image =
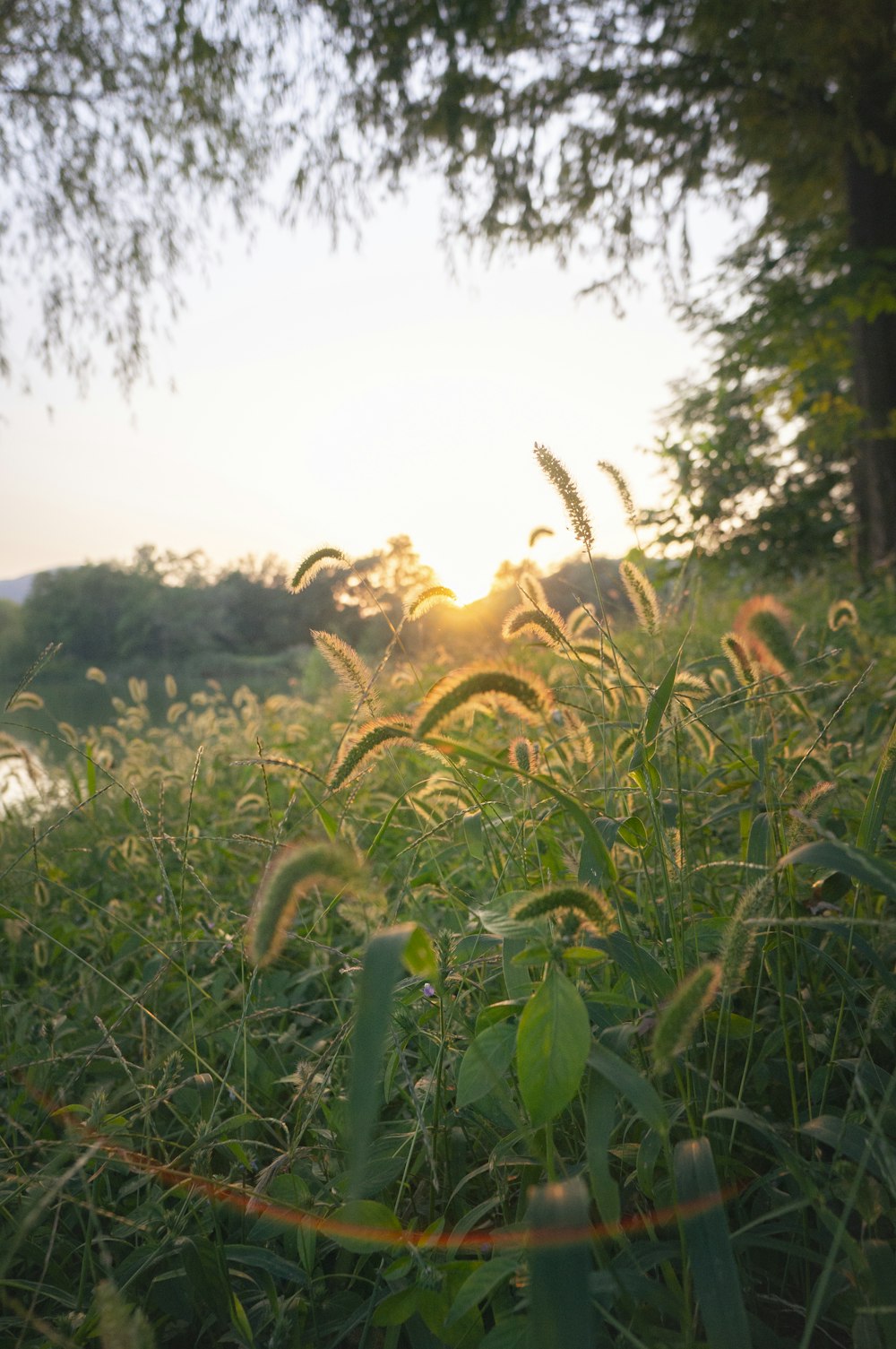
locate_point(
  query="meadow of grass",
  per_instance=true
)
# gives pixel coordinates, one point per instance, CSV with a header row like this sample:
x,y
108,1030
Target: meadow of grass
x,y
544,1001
———
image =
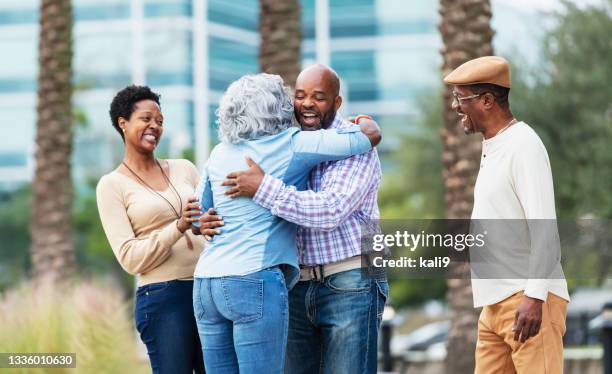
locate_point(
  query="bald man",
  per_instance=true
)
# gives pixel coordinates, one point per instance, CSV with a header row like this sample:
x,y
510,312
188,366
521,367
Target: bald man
———
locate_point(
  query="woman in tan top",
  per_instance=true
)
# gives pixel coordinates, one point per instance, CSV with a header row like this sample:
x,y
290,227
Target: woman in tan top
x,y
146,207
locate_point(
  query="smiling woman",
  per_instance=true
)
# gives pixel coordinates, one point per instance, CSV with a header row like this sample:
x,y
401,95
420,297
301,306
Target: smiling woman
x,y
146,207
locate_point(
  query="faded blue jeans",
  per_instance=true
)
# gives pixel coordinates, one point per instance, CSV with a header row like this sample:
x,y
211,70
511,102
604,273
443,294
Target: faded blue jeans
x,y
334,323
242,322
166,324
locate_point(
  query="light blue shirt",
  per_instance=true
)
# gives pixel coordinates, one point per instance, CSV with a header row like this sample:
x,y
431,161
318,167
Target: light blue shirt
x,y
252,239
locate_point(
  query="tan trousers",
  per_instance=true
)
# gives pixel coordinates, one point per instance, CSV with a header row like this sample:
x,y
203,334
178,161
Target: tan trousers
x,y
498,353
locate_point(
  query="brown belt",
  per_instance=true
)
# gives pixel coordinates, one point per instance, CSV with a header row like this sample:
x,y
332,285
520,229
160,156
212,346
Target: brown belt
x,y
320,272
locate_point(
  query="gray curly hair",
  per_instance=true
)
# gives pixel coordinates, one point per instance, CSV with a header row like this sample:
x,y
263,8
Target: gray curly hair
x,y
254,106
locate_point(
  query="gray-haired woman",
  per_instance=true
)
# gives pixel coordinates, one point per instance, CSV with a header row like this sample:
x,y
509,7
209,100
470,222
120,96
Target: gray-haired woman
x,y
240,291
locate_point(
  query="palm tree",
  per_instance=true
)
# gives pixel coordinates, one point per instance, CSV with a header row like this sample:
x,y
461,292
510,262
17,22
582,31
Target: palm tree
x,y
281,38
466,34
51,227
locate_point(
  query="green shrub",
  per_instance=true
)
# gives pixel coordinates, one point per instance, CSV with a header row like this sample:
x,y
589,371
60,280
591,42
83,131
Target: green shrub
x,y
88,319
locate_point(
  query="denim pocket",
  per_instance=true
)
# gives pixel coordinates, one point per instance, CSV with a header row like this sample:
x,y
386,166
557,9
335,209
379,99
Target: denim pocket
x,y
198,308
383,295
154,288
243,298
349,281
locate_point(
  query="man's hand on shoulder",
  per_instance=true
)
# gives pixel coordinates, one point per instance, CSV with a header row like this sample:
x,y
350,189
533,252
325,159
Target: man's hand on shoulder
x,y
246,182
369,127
———
→ **Exercise prompt**
List each line above that contains the string "shoulder", copying each one in full. Case must match.

→ **In response**
  query="man's hand on shoulder",
Target: man's hand on shoulder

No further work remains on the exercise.